§ **TASK INPUTS**:
○ ○ ○ ○ ○

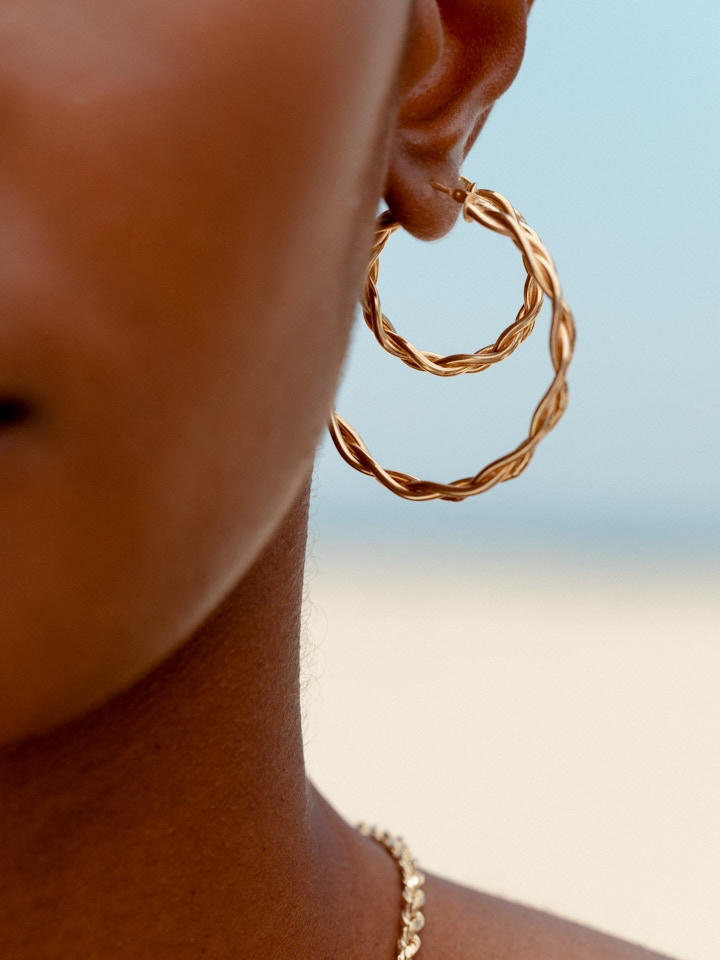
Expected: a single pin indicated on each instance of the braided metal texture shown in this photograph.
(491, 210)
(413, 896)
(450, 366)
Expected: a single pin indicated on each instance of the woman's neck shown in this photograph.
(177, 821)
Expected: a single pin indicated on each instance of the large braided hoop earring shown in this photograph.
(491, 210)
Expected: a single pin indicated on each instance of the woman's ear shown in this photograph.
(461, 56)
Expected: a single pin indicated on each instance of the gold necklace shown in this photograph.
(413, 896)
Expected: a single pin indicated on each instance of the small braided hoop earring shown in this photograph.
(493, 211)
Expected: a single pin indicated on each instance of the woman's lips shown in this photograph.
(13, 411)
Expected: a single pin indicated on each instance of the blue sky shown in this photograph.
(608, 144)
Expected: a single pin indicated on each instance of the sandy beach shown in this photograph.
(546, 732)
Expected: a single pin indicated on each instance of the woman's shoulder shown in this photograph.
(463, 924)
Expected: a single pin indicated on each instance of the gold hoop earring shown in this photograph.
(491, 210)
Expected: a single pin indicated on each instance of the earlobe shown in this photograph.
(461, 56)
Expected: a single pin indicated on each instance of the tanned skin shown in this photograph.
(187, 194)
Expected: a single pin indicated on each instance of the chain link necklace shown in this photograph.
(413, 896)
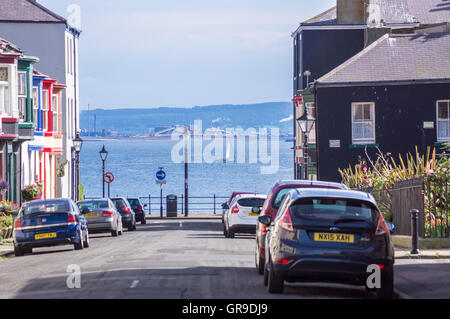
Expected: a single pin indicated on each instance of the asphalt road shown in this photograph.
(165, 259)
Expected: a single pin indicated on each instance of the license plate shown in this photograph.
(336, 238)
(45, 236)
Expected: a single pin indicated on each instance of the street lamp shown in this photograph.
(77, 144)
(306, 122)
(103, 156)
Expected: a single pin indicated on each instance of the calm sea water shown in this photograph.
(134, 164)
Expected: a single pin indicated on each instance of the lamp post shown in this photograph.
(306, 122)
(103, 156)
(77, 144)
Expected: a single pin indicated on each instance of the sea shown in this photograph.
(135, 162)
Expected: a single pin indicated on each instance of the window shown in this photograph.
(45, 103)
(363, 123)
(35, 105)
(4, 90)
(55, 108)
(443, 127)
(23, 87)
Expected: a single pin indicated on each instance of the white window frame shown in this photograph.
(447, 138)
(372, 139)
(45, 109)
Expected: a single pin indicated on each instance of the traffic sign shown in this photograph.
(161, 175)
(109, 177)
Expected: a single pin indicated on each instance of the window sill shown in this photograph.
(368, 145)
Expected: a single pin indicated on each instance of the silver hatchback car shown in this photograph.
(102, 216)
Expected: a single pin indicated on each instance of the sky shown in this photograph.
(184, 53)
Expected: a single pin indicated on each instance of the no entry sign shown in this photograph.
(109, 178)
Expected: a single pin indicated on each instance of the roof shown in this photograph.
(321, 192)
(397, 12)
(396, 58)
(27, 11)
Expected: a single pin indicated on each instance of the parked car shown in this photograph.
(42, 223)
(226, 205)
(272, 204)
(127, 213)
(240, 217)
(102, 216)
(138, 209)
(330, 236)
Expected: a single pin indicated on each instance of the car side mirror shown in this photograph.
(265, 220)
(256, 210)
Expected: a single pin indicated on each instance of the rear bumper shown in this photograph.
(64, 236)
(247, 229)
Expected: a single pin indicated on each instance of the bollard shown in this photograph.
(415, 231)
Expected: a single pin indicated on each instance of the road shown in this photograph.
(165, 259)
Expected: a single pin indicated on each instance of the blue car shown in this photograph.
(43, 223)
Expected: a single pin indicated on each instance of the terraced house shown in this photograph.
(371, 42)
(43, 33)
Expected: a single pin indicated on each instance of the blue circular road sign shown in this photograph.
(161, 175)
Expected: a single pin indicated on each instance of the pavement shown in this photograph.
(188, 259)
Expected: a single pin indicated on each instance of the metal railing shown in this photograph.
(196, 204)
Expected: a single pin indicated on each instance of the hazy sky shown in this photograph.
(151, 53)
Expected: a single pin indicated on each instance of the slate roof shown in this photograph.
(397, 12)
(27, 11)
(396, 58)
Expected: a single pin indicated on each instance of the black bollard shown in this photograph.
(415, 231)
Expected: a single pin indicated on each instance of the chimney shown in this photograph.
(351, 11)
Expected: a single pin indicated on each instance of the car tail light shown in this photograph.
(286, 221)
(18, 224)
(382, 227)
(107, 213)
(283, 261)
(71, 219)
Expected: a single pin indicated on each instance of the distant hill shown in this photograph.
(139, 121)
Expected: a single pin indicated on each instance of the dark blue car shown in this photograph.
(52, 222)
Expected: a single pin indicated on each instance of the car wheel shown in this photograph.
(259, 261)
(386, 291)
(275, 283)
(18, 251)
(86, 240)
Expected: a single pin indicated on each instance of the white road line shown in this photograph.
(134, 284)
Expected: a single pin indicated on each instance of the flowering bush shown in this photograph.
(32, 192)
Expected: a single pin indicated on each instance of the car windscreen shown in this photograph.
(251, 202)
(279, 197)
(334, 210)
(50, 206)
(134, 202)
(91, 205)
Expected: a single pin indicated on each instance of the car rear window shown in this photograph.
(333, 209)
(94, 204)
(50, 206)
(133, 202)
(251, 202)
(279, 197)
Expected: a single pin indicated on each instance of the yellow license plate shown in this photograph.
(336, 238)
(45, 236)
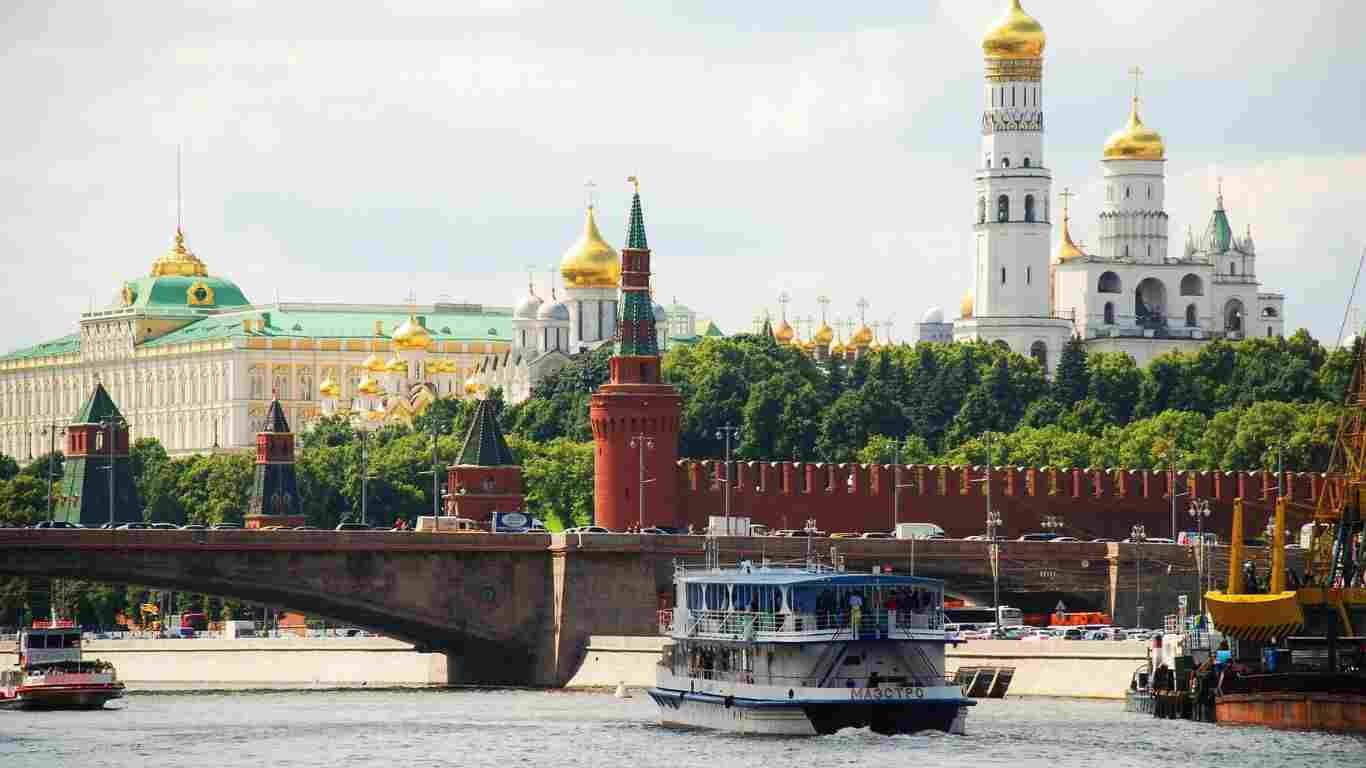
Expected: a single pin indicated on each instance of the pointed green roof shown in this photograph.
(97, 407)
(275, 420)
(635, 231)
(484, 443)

○ ○ ○ ○ ○

§ **PROBLEM REQUIREMENTS**:
Rewrite the data above with every instance of "a single pin" replaced by "one marker" and everything else left unchanged. Omit the pictures from your answer.

§ **WRITTEN SOLUTION**:
Expected: one marker indicated on each instance of the braided metal texture shown in this photograph.
(491, 210)
(413, 896)
(450, 366)
Expected: one marker indicated on each instance of the woman's neck shown in this photograph.
(177, 821)
Expected: one marker indicated on each instance of the large braided hoop earring shown in this photograph.
(491, 210)
Expected: one marker indicated on each instance of the woman's ear shown in this photograph.
(461, 56)
Expected: one marker indicated on each instance of the gold necklace shown in this photograph.
(413, 896)
Expected: one marker indicated on each instance of the small braided hoop earring shown in this photograph.
(493, 211)
Expected: one marker indicated on each instance of the woman's lips shown in this photograph.
(13, 411)
Expected: one marker indicated on each instance of the blue sky shown in this photograph.
(608, 144)
Expected: one marker indicated on each instance of the sandy beach shown in this photograph.
(546, 732)
Expected: one marker indicated on each instance of the woman's shoulder shown in this photograph.
(463, 924)
Expected: one marker indicated on each instance of the gold hoop earring shown in this photograph.
(491, 210)
Expected: one marker indicated on each instance of the earlobe shown in this photograph.
(461, 56)
Expected: one marker indicated on each instance of the tanned skin shown in this photograph.
(187, 194)
Expected: one marker indicated on each instance of the chain link necklace shown in this photograph.
(413, 896)
Expected: one marker indicated on each instance of the asphalt road shown in this photograph.
(165, 259)
Expected: one marker indicated on each instance of the license plate shown in this photograph.
(336, 238)
(45, 236)
Expected: one marker indicated on each instance of the street lamp shown in this photograph.
(77, 144)
(306, 122)
(103, 156)
Expected: one marker indicated on each instance of the calm sea water shown in this photograph.
(134, 164)
Expected: one marker indicated on each instance of the lamp post shown in this photograph.
(306, 122)
(103, 156)
(77, 144)
Expected: one marker indicated on each instance of the sea shown in this photograph.
(135, 162)
Expected: one marker indicated on each instance of the window shown in this photograph.
(45, 103)
(363, 123)
(35, 105)
(4, 90)
(55, 108)
(443, 127)
(23, 87)
Expected: one marker indicated on each instance of the white window frame shown in this photograph.
(447, 138)
(372, 139)
(45, 109)
Expected: one marker indicated on each instance of the traffic sign shown in this photograph.
(161, 175)
(109, 177)
Expected: one marker indicated on each instance of the window sill shown in this photograph.
(368, 145)
Expected: one marker indicated on each instance of the silver hatchback car shown in this photograph.
(102, 216)
Expected: one marker indicated on each instance of the sky shown in this photograph.
(184, 53)
Expected: one marker indicated on each instance of the no entry sign shown in this photograph.
(109, 178)
Expected: one marker indicated on each instance of the roof shown in this photograph.
(321, 192)
(397, 12)
(396, 58)
(27, 11)
Expected: one marker indicated on each instance of the parked car shown in this photograph.
(42, 223)
(226, 205)
(272, 204)
(127, 213)
(240, 217)
(102, 216)
(138, 209)
(330, 236)
Expected: one marker indicated on each instance of the car side mirror shown in this photograph.
(265, 220)
(256, 210)
Expected: one marker indicated on each instance of the rear bumper shown in this photograph.
(64, 236)
(247, 229)
Expected: one marker indicated on each instance of the bollard shown in this photograph.
(415, 231)
Expected: one marker indicated on each instance of the road shown in this photograph.
(165, 259)
Expected: one marker indicated on each instance of the blue car shown in this photograph.
(43, 223)
Expected: one marker indicated on each instance of the terraced house shown in this photograph.
(371, 42)
(43, 33)
Expected: one marker indicated on each instance of the blue circular road sign shown in this photograph.
(161, 175)
Expected: one marker indicated on each instance of the pavement shown in this photograph.
(188, 259)
Expected: one marker indicated on each instance of the metal railing shown in this photograph.
(196, 204)
Expected: one marker indicated on each instance of the hazy sky shown in this photograph.
(151, 53)
Expected: one marker indicated on each instance of the slate roof shown in this photograph.
(397, 12)
(27, 11)
(396, 58)
Expected: one marker indicated on each instance of the black bollard shown in this photograph.
(415, 231)
Expected: one marker indicated on each instance of the chimney shown in this photograph.
(351, 11)
Expected: one marker indicated on each instance of the car tail light shown in this photograph.
(286, 221)
(18, 224)
(382, 227)
(107, 213)
(283, 261)
(71, 219)
Expected: one marker indicated on each instance of the distant hill shown in this photograph.
(139, 121)
Expected: one marker indicated on each instance of the dark blue car shown in this photograph.
(52, 222)
Expected: one marker indicated on each instance of the car wheel shown in this photograph.
(259, 261)
(386, 291)
(275, 283)
(18, 251)
(86, 240)
Expected: one marker indicated on each instance of the white road line shown in this photograph.
(134, 284)
Expected: one marker indicated on each instance of the flowering bush shown in this photograph.
(32, 192)
Expected: one marker indicated on each instance of the car windscreen shown in this photograph.
(251, 202)
(279, 197)
(334, 210)
(50, 206)
(134, 202)
(91, 205)
Expected: one marker indicated on each instance of the car rear window shown in this photograph.
(333, 209)
(94, 204)
(50, 206)
(133, 202)
(251, 202)
(279, 197)
Expected: one marker indicated on each instance of the yellow license plate shown in this photograph.
(336, 238)
(45, 236)
Expected: one marker indicated on each instance of the pointed green roof shown in this photograph.
(97, 407)
(275, 420)
(635, 231)
(484, 443)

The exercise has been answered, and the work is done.